Activity:
Continue the passage about Airbnb's $24 billion valuation, picking up after its last sentence.
#### Document passage
The recent announcement that Airbnb was raising a new round of financing at a $24 billion valuation left many people outside the start-up and technology communities scratching their heads. In fact, some of my friends in the real estate and hospitality communities emailed me when the news broke thinking that the press must have made a mistake and missed a decimal place somewhere. They just couldn’t wrap their heads around the idea that a real estate company with no tangible real estate assets could command that kind of valuation from investors. How does a platform for sharing real estate demand a much higher revenue multiple than a company that owns real estate?
I am not going to bother opining on the exact revenue multiple that Airbnb should have. I am certainly happy that they are worth $24 billion (two of my investments, Localmind and Fondu, were both acquired early on by Airbnb). However, I will let the far more sophisticated growth equity investors doing the deal set the valuation for me. I am happy to be along for the ride.
########
#### Supplied material
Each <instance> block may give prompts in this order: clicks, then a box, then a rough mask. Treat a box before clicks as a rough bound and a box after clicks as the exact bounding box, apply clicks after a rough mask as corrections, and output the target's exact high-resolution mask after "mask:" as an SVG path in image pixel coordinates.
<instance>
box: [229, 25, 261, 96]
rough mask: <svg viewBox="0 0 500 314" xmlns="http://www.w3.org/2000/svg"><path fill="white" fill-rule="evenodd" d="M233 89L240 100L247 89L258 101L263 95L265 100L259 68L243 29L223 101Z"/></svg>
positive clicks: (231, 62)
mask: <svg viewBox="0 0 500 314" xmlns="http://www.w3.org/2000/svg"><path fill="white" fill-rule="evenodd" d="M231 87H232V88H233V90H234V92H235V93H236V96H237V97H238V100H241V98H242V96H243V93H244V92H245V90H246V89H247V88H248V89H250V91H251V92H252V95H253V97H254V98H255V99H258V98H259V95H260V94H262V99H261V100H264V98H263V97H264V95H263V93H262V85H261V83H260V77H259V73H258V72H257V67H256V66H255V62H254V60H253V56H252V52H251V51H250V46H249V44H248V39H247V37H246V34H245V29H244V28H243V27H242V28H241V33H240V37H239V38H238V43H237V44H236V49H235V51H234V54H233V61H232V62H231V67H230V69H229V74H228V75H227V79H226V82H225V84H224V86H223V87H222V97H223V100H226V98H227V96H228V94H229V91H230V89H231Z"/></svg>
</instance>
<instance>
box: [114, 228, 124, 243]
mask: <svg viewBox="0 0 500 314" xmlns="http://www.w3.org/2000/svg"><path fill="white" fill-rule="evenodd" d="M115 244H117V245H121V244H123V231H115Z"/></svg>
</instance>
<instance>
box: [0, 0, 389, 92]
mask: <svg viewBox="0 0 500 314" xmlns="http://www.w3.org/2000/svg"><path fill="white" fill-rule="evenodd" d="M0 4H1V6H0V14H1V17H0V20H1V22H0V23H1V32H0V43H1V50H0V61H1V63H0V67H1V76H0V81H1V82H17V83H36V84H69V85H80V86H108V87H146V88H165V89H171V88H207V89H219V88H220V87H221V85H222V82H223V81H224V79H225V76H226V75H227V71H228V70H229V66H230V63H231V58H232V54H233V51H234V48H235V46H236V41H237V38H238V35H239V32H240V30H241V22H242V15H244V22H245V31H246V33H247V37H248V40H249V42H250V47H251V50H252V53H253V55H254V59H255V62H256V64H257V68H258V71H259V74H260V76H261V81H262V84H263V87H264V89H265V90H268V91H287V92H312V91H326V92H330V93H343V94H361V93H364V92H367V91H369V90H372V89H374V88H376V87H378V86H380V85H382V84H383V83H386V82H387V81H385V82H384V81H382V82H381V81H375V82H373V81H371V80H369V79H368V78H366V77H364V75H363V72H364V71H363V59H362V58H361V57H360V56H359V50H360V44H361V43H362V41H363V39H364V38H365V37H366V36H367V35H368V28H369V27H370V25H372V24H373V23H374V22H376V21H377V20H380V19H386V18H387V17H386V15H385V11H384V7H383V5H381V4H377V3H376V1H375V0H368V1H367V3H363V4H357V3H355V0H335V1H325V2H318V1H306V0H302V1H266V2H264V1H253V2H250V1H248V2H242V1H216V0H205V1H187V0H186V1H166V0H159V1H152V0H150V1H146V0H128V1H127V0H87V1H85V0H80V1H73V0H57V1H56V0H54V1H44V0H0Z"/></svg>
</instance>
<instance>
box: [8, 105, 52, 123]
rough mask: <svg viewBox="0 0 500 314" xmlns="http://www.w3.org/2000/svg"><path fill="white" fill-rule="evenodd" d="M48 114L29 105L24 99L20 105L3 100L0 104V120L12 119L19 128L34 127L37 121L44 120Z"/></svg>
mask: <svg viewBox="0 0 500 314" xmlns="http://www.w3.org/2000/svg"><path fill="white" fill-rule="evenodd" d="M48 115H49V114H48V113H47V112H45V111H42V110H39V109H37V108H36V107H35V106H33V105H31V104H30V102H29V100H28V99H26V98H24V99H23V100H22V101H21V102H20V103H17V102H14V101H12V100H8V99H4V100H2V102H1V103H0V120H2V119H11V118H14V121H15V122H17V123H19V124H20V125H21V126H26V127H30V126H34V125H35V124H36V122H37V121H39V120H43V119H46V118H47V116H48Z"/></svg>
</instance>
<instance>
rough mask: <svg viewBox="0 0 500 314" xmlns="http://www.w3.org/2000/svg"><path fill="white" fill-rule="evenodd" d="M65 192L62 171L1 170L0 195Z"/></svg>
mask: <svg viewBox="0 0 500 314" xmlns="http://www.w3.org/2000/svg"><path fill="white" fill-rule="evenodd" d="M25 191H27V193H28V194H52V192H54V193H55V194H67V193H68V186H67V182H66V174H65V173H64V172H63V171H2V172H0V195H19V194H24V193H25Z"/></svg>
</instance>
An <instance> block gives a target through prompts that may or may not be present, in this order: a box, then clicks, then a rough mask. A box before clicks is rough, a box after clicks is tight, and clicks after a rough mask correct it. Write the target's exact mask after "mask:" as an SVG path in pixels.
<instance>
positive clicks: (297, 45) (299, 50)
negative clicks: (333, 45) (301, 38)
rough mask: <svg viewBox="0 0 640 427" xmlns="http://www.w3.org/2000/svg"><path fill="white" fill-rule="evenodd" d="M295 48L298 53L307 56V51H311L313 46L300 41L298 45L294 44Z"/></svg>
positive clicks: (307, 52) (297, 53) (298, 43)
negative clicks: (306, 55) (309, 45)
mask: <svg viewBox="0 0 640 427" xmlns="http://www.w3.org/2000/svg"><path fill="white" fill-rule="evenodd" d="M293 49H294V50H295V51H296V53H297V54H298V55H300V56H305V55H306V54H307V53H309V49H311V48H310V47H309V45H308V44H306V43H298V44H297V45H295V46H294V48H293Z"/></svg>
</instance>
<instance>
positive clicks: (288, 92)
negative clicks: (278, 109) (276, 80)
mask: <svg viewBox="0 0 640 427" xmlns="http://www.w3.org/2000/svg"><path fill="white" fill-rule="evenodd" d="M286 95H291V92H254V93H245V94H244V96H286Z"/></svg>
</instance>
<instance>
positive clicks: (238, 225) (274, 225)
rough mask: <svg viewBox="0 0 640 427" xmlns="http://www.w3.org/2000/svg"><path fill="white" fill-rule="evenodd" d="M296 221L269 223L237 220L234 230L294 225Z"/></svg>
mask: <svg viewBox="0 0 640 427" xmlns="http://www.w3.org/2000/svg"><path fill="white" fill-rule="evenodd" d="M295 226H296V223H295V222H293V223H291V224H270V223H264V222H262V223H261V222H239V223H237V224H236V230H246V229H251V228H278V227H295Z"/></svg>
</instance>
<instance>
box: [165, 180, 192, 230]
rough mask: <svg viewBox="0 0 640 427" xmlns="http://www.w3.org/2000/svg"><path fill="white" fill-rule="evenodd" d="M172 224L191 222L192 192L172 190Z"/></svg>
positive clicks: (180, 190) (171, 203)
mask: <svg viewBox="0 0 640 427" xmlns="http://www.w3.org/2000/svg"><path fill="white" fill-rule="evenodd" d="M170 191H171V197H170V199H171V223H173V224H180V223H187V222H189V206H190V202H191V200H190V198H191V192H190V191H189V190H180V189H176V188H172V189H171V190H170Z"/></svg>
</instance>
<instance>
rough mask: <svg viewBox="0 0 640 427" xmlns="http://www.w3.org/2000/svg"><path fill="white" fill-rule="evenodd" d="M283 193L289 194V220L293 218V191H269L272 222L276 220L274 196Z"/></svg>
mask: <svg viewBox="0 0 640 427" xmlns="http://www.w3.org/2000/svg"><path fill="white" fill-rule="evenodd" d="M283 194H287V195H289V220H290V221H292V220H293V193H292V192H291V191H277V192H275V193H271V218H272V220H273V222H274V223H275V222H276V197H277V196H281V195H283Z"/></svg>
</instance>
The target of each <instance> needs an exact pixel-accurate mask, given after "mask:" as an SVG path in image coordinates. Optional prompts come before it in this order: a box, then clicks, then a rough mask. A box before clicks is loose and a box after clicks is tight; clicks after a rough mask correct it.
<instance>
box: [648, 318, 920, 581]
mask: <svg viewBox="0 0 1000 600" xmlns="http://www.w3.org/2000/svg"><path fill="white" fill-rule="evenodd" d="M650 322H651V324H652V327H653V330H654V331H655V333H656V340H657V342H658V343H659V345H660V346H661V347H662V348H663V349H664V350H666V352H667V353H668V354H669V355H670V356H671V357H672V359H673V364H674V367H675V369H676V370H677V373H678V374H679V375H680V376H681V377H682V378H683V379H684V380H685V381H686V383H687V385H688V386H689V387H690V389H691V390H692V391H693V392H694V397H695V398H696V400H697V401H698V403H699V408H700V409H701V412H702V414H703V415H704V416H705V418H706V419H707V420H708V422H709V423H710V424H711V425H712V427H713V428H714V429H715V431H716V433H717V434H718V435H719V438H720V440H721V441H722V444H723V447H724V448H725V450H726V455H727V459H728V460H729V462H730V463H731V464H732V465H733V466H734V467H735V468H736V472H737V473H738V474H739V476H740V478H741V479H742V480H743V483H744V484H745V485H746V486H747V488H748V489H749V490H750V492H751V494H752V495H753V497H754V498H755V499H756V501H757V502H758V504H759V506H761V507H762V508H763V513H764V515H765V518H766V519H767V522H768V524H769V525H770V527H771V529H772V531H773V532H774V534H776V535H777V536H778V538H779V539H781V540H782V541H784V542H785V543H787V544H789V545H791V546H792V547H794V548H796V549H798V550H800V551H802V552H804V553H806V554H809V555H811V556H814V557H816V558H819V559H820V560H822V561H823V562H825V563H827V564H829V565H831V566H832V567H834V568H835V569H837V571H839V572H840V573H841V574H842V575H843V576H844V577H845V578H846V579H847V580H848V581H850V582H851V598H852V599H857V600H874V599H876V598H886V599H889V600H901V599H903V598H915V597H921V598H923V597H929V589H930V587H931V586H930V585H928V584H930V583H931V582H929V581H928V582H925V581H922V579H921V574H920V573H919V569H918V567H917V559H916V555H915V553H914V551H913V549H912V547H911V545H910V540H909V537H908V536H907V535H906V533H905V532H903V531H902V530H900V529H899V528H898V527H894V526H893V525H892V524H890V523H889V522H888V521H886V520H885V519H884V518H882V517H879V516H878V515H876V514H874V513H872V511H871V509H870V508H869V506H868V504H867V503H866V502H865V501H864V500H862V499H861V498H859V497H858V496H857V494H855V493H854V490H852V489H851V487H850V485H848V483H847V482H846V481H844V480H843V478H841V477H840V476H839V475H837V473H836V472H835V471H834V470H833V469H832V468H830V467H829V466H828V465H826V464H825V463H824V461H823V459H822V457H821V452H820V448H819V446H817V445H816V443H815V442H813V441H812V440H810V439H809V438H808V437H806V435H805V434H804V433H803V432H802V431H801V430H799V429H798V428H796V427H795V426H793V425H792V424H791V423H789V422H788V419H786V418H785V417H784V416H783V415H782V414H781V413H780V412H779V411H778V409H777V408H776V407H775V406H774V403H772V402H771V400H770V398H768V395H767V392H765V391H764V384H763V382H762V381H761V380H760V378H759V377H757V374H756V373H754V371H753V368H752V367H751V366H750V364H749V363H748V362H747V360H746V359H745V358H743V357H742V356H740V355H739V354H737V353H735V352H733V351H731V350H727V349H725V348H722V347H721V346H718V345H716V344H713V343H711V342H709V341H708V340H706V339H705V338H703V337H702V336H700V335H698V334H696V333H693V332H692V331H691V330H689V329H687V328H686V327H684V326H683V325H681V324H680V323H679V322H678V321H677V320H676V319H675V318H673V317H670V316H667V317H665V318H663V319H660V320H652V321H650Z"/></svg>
########
Output below:
Nonetheless, I can say this with certainty: the fact that experienced, late-stage investors are willing to place such a growth premium on Airbnb shows that we are in the midst of a tectonic paradigm shift in the real estate industry. Moreover, I believe that we are only in the third inning of a nine inning ball game. The crux of this paradigm shift exists in how people conceive and inhabit physical space, and how people are able to maximize the efficiency and financial opportunity of that space, driving prices down for “tenants” while simultaneously creating more profit for “landlords.”
This may seem like a contradiction but it’s not: when space is used more frequently and more efficiently, landlords can earn more money while charging less money to tenants. This is the “holy grail” solution that exists when you merge collaborative consumption, on-demand services, and the shared economy with real estate. This is the genius of Airbnb and it has galvanized an entire industry in its wake. People can take unused real estate and turn it into occupied real estate.
In the olden days, the perception of space was rather rigid. People lived in houses, tenements, or apartments, and they worked in office buildings, factories, or stores. When they traveled, they would stay in hotels or hostels. Airbnb was the first company to flip the script on this model, and more change is coming. Because of technology, social networking, on-demand services, and collaborative consumption, all of these spaces can be used by people when they need them.
Imagine a world where you can use a specific type of space only when you need it and you can pay for it by the hour or by the day? This was the major innovation of Airbnb. People thought to themselves: “I am going away for the weekend and no one is going to be in my apartment. Why don’t I earn some money and rent it out?”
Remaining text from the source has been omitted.